Thus,  $q \in quiescent(M) =_{\Delta} q \in deadlock(M) \lor q \in outputlock(M) \lor q \in livelock(M)$ . A quiescence state  $q \in quiescent(M)$  is modeled by  $q \xrightarrow{\delta}_{\mathbf{M}} q$  where  $\delta$  is treated as an observable output event. The obtained IOLTS is called suspensive IOLTS [13, 2] and is noted  $\Delta(M)$ .

To study quiescence management in the interoperability relations, we consider the conformance relation **ioco** [13].

Definition 9 (Conformance Relation ioco). I ioco  $S =_{\Delta} \forall \sigma \in STraces(S)$   $(= Traces(\Delta(S))),$   $Out(\Delta(I), \sigma) \subseteq Out(\Delta(S), \sigma)$ 

Quiescence management in some operations used in the interoperability relations of [5] needs to be studied. These operations are the projection of an IOLTS on a set and the interaction between implementations.

## 5.2 Projection with Quiescence

To calculate the projection of an IOLTS M on a set X, the problem is to preserve information on all quiescent states. The steps to calculate this projection are :

- 1. Calculation of  $\Delta(M)$
- 2. Substitution of events of  $\bar{X}$  by internal events
- 3. Calculation of livelocks: these livelocks can be due to the precedent step.
- 4. Determinization

The steps 2 and 4 are the two steps of the calculation of the definition 3. The steps 1 and 3 are necessary to preserve all information on quiescence.

# 5.3 Interaction with Quiescence

The method chosen to calculate the interaction of two IOLTS with quiescence management is a method with calculation of the suspensive IOLTS followed by the calculation of the interaction. The steps to calculate the interaction with quiescence on  $M_1$  and  $M_2$  are :

- 1. Calculation of  $\Delta(M_1)$  and  $\Delta(M_2)$ .
- 2. Then the following rules are applied:
  - Rules (1) and (2) of the definition 4 of the Section 2.2 i.e. propagation of events on the upper interface (rule (1)) and mapping of events on the lower interfaces (rule (2)).
  - propagation of quiescence modeled in the two IOLTS: a quiescent state is noted  $(q_1,q_2) \stackrel{\delta(1)}{\to}_{\mathrm{M}} (q'_1,q'_2)$  if  $(q_1 \stackrel{\delta}{\to}_{\mathrm{M}} q'_1) \in \Delta(M_1), \ (q_1,q_2) \stackrel{\delta(2)}{\to}_{\mathrm{M}} (q'_1,q'_2)$  if  $(q_2 \stackrel{\delta}{\to}_{\mathrm{M}} q'_2) \in \Delta(M_2)$ , and we have  $(q_1,q_2) \stackrel{\delta}{\to}_{\mathrm{M}} (q'_1,q'_2)$  if  $((q_1,q_2) \stackrel{\delta(1)}{\to}_{\mathrm{M}} (q'_1,q'_2)) \wedge ((q_1,q_2) \stackrel{\delta(2)}{\to}_{\mathrm{M}} (q'_1,q'_2))$ .

• **Aim**
Continue the passage on handling quiescence in IOLTS operations, picking up right after its last sentence.

• **Information supplied**

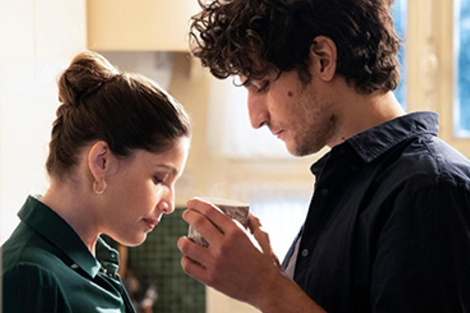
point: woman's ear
(324, 53)
(99, 157)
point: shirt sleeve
(28, 288)
(423, 253)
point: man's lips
(277, 133)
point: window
(462, 53)
(399, 12)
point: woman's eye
(159, 179)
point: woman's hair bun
(87, 72)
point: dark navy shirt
(48, 269)
(388, 228)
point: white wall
(37, 41)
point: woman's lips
(150, 223)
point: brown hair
(126, 110)
(253, 37)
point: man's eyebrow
(167, 167)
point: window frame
(431, 64)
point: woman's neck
(75, 209)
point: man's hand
(231, 264)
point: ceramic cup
(237, 210)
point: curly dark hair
(254, 37)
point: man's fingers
(262, 237)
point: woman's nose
(167, 203)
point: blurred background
(228, 159)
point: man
(388, 228)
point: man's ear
(324, 53)
(99, 157)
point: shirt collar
(59, 233)
(372, 143)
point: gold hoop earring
(95, 189)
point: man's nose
(257, 109)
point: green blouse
(48, 269)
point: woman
(118, 145)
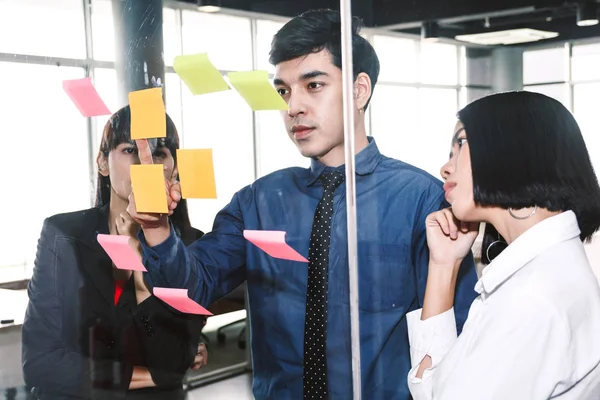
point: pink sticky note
(119, 249)
(273, 243)
(179, 300)
(85, 97)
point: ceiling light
(511, 36)
(587, 14)
(430, 31)
(209, 5)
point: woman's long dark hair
(117, 131)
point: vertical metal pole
(348, 88)
(91, 129)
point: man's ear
(102, 163)
(362, 90)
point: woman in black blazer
(92, 331)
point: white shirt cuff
(433, 337)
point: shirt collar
(366, 161)
(531, 243)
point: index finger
(144, 151)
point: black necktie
(315, 325)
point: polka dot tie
(315, 326)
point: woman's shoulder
(74, 222)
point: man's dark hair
(318, 30)
(526, 150)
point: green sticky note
(199, 75)
(255, 88)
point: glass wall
(414, 104)
(570, 73)
(51, 145)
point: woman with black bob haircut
(518, 163)
(93, 331)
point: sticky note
(196, 174)
(199, 75)
(255, 88)
(144, 151)
(273, 243)
(148, 116)
(179, 300)
(148, 183)
(121, 251)
(85, 97)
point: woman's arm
(169, 338)
(48, 365)
(432, 330)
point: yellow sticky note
(148, 183)
(148, 117)
(198, 73)
(255, 88)
(196, 174)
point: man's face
(312, 87)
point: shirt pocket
(384, 277)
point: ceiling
(454, 17)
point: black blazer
(76, 343)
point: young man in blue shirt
(300, 314)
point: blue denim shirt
(393, 200)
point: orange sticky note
(120, 250)
(273, 243)
(148, 116)
(196, 174)
(148, 183)
(179, 300)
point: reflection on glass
(406, 120)
(559, 91)
(586, 98)
(55, 141)
(59, 27)
(585, 62)
(438, 63)
(226, 38)
(397, 57)
(103, 30)
(536, 62)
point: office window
(437, 118)
(221, 121)
(438, 63)
(171, 35)
(43, 28)
(105, 82)
(536, 62)
(225, 38)
(415, 125)
(50, 148)
(586, 98)
(559, 91)
(172, 88)
(585, 62)
(265, 30)
(103, 30)
(397, 58)
(394, 122)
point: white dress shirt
(533, 333)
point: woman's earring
(495, 248)
(512, 214)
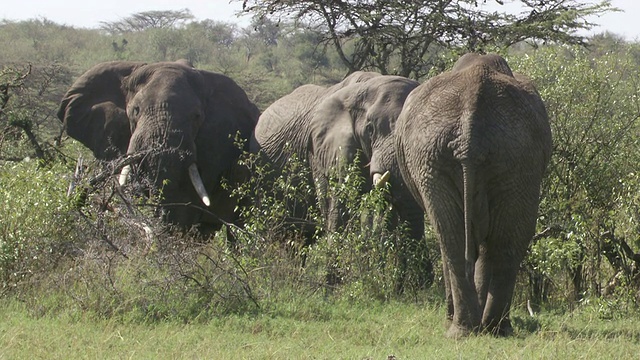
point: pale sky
(89, 13)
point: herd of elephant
(467, 148)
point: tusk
(124, 175)
(196, 180)
(379, 180)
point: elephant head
(184, 119)
(357, 119)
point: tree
(162, 19)
(403, 37)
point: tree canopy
(164, 19)
(402, 37)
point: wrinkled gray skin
(327, 127)
(284, 129)
(118, 108)
(473, 145)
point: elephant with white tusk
(186, 119)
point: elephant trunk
(171, 162)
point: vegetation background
(80, 277)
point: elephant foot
(457, 331)
(502, 328)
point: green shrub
(36, 223)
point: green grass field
(330, 331)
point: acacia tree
(160, 19)
(401, 37)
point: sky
(89, 13)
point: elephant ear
(228, 115)
(333, 140)
(93, 111)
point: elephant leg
(447, 290)
(495, 318)
(508, 242)
(483, 272)
(449, 225)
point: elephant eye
(369, 129)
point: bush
(36, 226)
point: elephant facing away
(473, 145)
(328, 127)
(186, 119)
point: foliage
(148, 20)
(313, 328)
(103, 253)
(588, 195)
(36, 221)
(407, 37)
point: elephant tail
(470, 246)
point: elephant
(283, 131)
(473, 145)
(185, 121)
(329, 127)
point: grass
(334, 331)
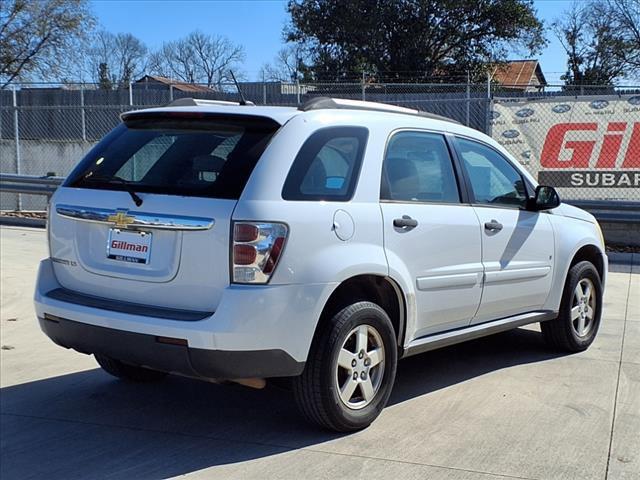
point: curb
(22, 222)
(624, 258)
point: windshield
(207, 157)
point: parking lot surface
(498, 407)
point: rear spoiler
(196, 102)
(195, 119)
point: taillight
(256, 249)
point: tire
(317, 390)
(128, 372)
(578, 320)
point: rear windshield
(210, 156)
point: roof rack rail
(196, 102)
(327, 103)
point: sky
(257, 25)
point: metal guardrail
(612, 211)
(30, 184)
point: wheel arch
(590, 253)
(381, 290)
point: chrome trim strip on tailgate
(122, 218)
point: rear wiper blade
(114, 179)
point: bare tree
(286, 66)
(36, 36)
(120, 58)
(626, 16)
(599, 50)
(197, 58)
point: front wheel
(578, 320)
(350, 371)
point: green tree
(36, 36)
(410, 39)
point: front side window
(494, 181)
(417, 168)
(327, 165)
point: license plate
(129, 246)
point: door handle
(405, 222)
(493, 226)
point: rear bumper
(148, 351)
(256, 331)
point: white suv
(244, 243)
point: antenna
(243, 101)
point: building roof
(519, 74)
(177, 85)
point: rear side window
(327, 166)
(494, 181)
(207, 156)
(417, 168)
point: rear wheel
(580, 311)
(128, 372)
(351, 369)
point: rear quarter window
(207, 156)
(327, 166)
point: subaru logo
(525, 112)
(510, 134)
(599, 104)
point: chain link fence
(585, 140)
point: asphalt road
(499, 407)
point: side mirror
(545, 198)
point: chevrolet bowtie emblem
(121, 219)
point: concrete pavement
(499, 407)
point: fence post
(16, 137)
(487, 116)
(468, 100)
(83, 117)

• **Answer for the task**
  - an other rule is necessary to model all quiescent states. This rule is applied on some particular states. The transitions starting from such states are labeled with output and input on the lower interface. Thus, no quiescence is modeled on the state. But if only the input events can be mapped with output events, quiescence must be modeled in the corresponding state of the interaction.
- 3. Calculation of all the deadlocks not already modeled.

Remark: Another method to calculate this interaction is the calculation of the interaction with the rules of the definition 4 followed by the calculation of quiescence on the interaction. But we observe that some situations of quiescence modeled, which are necessary for quiescence management in interoperability testing, are not modeled with this method. These situations correspond to the case where two kinds of events are possible: inputs on the upper interface of one of the implementations  $(I_i)$  and outputs on the upper interface of the other implementation  $(I_j)$ . In this case, quiescence of  $I_i$  can be allowed but not quiescence of  $I_j$ . The corresponding  $\delta(i)$  is only modeled with the chosen method of interaction calculation.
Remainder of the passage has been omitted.